Goal of the exercise
Find every line in the records below that contains the string "microphone", and copy each of those lines in full.

--- Start ---

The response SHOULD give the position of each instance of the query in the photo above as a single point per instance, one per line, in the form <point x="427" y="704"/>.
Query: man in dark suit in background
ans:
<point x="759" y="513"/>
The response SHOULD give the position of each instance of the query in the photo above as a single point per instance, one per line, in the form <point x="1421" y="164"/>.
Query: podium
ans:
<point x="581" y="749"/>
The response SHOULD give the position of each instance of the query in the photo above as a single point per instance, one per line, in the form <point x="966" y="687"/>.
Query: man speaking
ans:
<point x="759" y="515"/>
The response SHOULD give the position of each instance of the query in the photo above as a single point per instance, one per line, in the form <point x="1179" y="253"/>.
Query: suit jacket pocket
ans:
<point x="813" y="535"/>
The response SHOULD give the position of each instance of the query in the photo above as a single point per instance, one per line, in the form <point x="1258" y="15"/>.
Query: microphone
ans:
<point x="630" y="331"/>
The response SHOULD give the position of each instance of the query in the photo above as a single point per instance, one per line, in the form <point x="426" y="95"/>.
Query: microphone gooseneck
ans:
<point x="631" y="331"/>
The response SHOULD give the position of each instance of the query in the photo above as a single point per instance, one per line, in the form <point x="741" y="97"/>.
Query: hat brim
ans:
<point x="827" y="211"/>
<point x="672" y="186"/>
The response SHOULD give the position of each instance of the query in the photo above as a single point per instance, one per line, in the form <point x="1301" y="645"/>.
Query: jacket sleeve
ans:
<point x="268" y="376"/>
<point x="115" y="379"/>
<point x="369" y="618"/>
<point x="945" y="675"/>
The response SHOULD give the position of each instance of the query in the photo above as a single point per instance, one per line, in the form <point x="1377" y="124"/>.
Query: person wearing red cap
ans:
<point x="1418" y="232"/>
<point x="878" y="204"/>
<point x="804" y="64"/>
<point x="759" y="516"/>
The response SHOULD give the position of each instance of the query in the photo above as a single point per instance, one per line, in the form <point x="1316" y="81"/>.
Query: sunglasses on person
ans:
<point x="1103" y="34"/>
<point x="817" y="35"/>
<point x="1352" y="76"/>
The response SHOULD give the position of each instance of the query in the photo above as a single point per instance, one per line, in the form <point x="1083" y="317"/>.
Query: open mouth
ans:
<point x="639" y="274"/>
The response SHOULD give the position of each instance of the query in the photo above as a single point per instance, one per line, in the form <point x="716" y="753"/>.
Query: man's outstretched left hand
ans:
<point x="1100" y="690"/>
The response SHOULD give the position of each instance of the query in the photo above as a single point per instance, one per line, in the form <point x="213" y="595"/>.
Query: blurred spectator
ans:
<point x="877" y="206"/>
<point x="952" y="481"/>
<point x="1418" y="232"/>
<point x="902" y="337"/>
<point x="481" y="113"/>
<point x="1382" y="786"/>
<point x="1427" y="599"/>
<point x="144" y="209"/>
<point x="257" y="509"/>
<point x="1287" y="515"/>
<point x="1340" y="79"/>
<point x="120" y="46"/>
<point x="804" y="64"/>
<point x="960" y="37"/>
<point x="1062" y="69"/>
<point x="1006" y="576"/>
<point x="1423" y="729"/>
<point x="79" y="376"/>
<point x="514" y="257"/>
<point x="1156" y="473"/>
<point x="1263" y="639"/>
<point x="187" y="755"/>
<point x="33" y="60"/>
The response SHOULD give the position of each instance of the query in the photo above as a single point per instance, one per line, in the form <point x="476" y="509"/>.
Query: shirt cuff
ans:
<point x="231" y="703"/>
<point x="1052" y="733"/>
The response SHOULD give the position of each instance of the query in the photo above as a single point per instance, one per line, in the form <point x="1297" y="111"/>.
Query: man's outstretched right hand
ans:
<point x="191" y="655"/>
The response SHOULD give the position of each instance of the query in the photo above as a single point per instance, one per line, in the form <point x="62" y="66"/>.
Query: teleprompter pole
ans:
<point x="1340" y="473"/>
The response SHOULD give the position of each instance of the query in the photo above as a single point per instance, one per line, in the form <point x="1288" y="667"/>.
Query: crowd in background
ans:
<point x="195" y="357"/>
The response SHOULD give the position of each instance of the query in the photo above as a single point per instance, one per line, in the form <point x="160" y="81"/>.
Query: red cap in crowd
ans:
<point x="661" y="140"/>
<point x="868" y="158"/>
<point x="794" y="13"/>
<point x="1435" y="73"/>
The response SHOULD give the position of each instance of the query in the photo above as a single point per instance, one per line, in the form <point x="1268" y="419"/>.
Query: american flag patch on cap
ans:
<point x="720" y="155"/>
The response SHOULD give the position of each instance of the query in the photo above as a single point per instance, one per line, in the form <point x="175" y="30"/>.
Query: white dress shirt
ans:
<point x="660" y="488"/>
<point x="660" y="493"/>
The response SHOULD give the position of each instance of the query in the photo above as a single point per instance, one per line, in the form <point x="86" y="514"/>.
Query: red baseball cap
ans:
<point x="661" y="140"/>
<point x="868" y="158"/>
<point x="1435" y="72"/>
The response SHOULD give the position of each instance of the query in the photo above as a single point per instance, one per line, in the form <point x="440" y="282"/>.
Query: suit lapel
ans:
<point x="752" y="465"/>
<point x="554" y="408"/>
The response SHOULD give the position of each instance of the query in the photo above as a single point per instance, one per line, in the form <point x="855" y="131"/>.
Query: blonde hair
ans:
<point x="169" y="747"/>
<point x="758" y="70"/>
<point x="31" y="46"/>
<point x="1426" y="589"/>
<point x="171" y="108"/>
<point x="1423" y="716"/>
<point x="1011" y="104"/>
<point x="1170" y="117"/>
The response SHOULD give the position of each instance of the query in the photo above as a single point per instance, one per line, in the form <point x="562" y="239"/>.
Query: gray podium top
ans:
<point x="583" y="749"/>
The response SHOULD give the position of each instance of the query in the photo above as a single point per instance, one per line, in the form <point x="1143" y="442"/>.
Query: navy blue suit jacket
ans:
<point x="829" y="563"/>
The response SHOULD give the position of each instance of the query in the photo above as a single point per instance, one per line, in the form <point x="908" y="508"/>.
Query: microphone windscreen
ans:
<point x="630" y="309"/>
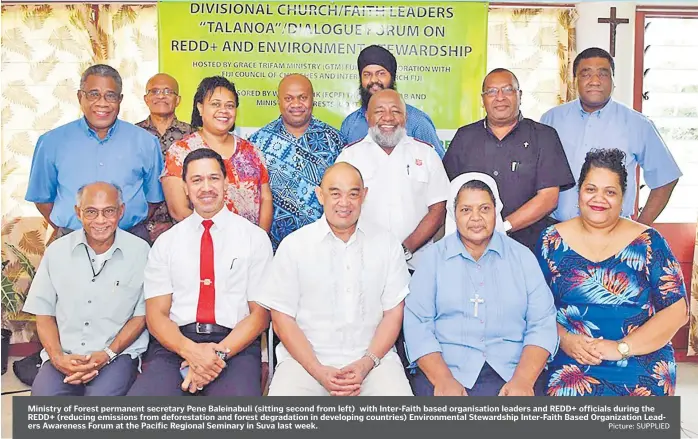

--- End ---

Written solution
Query: microphone
Query: microphone gooseneck
Query: microphone windscreen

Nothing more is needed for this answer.